Records for processing START

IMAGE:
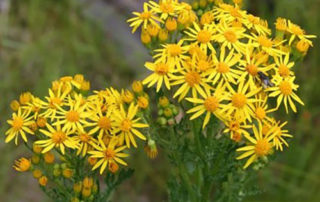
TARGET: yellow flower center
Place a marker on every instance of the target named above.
(262, 147)
(264, 41)
(192, 78)
(104, 123)
(260, 113)
(17, 123)
(58, 137)
(285, 88)
(73, 116)
(145, 15)
(126, 125)
(166, 7)
(204, 36)
(203, 65)
(284, 71)
(211, 104)
(239, 100)
(296, 29)
(252, 69)
(84, 137)
(55, 101)
(174, 50)
(234, 125)
(223, 68)
(230, 36)
(109, 154)
(161, 69)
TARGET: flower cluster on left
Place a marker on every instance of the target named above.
(74, 134)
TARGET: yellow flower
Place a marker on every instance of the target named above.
(210, 104)
(22, 165)
(73, 118)
(284, 90)
(203, 37)
(59, 137)
(107, 154)
(161, 74)
(259, 146)
(241, 101)
(223, 72)
(126, 124)
(144, 18)
(19, 126)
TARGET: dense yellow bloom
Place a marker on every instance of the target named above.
(259, 146)
(126, 125)
(107, 154)
(58, 137)
(20, 124)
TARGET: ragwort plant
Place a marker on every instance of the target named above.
(219, 74)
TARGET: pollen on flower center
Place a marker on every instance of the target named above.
(260, 113)
(161, 69)
(126, 125)
(264, 41)
(192, 78)
(166, 7)
(17, 123)
(58, 137)
(145, 15)
(230, 36)
(204, 36)
(285, 88)
(72, 116)
(252, 69)
(203, 65)
(211, 104)
(109, 154)
(104, 123)
(223, 68)
(174, 49)
(283, 70)
(262, 147)
(239, 100)
(84, 137)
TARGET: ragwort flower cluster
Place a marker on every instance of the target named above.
(94, 130)
(228, 64)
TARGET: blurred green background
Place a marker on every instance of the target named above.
(42, 40)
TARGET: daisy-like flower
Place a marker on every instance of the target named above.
(20, 123)
(298, 32)
(259, 146)
(55, 100)
(241, 101)
(283, 66)
(252, 65)
(268, 45)
(210, 104)
(230, 37)
(284, 90)
(85, 141)
(190, 78)
(58, 138)
(144, 18)
(172, 53)
(237, 127)
(126, 125)
(280, 135)
(202, 36)
(73, 118)
(223, 72)
(107, 154)
(162, 73)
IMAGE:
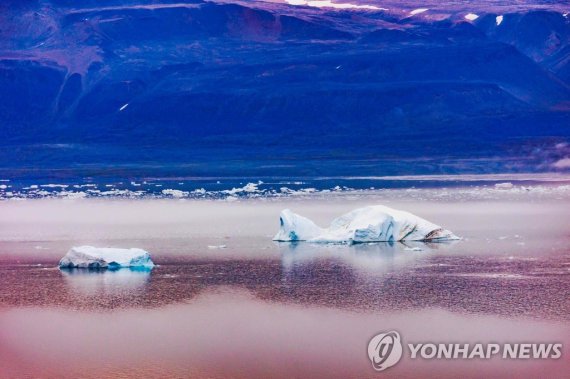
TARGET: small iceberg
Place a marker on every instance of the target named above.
(111, 258)
(370, 224)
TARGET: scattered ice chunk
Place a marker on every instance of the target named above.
(330, 4)
(53, 186)
(248, 188)
(499, 20)
(506, 185)
(471, 16)
(175, 193)
(370, 224)
(418, 11)
(113, 258)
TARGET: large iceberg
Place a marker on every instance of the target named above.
(112, 258)
(370, 224)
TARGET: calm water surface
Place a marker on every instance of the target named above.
(261, 309)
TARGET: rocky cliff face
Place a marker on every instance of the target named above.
(159, 81)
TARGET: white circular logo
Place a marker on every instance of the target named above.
(385, 350)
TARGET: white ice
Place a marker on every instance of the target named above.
(471, 16)
(376, 223)
(95, 257)
(418, 11)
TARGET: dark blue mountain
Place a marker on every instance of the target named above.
(223, 88)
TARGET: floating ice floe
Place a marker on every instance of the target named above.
(506, 185)
(499, 20)
(471, 16)
(418, 11)
(370, 224)
(112, 258)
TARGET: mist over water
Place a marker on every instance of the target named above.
(224, 292)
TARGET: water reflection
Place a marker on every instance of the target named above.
(373, 258)
(125, 281)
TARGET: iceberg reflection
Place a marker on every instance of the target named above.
(106, 282)
(378, 257)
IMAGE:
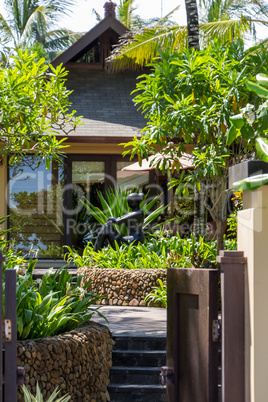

Records for processing END

• Exercise: Could you output the listing word for word, omitting every picture?

• Output for this exercise:
IMAGE:
TARGET: yellow flower center
Place a marker on every instance of the target named above.
(262, 147)
(264, 41)
(192, 78)
(104, 123)
(260, 113)
(17, 123)
(58, 137)
(285, 88)
(73, 116)
(145, 15)
(126, 125)
(166, 7)
(204, 36)
(203, 65)
(284, 71)
(211, 104)
(239, 100)
(296, 29)
(252, 69)
(84, 137)
(55, 101)
(174, 50)
(234, 125)
(223, 68)
(230, 36)
(109, 154)
(161, 69)
TARGET: flower cluster on left
Place a marker on every instance of the target named above.
(74, 134)
TARGET: yellow flower
Place a marker on every instance of the target named above.
(210, 104)
(22, 165)
(73, 118)
(284, 90)
(203, 37)
(59, 137)
(107, 154)
(161, 74)
(259, 146)
(241, 101)
(223, 72)
(126, 124)
(144, 18)
(19, 126)
TARGET: dense yellow bloom
Place a marker on every instance of the target named above.
(259, 146)
(126, 125)
(107, 154)
(58, 137)
(20, 124)
TARGET: ragwort plant
Place a marker on every instance of the target named above.
(219, 74)
TARGET: pollen on flower center
Place a marker on every instance of the target named above.
(260, 113)
(161, 69)
(126, 125)
(264, 41)
(192, 78)
(166, 7)
(17, 123)
(58, 137)
(145, 15)
(230, 36)
(204, 36)
(285, 88)
(72, 116)
(252, 69)
(203, 65)
(211, 104)
(109, 154)
(104, 123)
(223, 68)
(174, 49)
(283, 70)
(262, 147)
(239, 100)
(84, 137)
TARGET: ragwort flower cluster
Place a marker on every instance of the target named above.
(94, 130)
(228, 64)
TARGET: blurred green background
Place a marker on every instance of the target named above.
(42, 40)
TARGET: daisy-like flower
Place a marker on every instance of the target named above.
(20, 123)
(298, 32)
(259, 146)
(55, 100)
(241, 101)
(283, 66)
(252, 65)
(268, 45)
(210, 104)
(230, 37)
(284, 90)
(85, 141)
(190, 78)
(58, 138)
(144, 18)
(172, 53)
(237, 127)
(126, 125)
(280, 135)
(202, 36)
(73, 118)
(223, 72)
(107, 154)
(162, 73)
IMAGE:
TARGET: small iceberg
Place a marker on every instance of the target named above.
(111, 258)
(370, 224)
TARGET: scattered ice chunk
Place a marker on every instance of the target named above.
(330, 4)
(53, 186)
(248, 188)
(499, 20)
(506, 185)
(471, 16)
(175, 193)
(370, 224)
(418, 11)
(113, 258)
TARGET: large iceberg
Place a marker on every instance of the target named above.
(112, 258)
(370, 224)
TARGET: calm water surface
Place a marker on every instance of the target named above.
(261, 309)
TARGET: rocky cliff face
Place a marker on every instance of the target named above.
(159, 81)
TARGET: white circular logo
Place a marker on every instance of the target named above.
(385, 350)
TARGET: white ice
Place a marker on every instance of the target named above.
(471, 16)
(376, 223)
(95, 257)
(418, 11)
TARGET: dark blue mountain
Place a marker on every instance of the target named above.
(223, 88)
TARGET: floating ice floe
Place a marker on every instance of the target named above.
(506, 185)
(499, 20)
(471, 16)
(418, 11)
(370, 224)
(112, 258)
TARGET: mist over water
Place a marker on every instance of the target named above.
(224, 292)
TARGET: water reflection
Place a marker on every instance of the target named above.
(373, 258)
(125, 281)
TARGET: iceberg reflection
Place a marker on every instance of the target named above.
(106, 282)
(378, 257)
IMAGE:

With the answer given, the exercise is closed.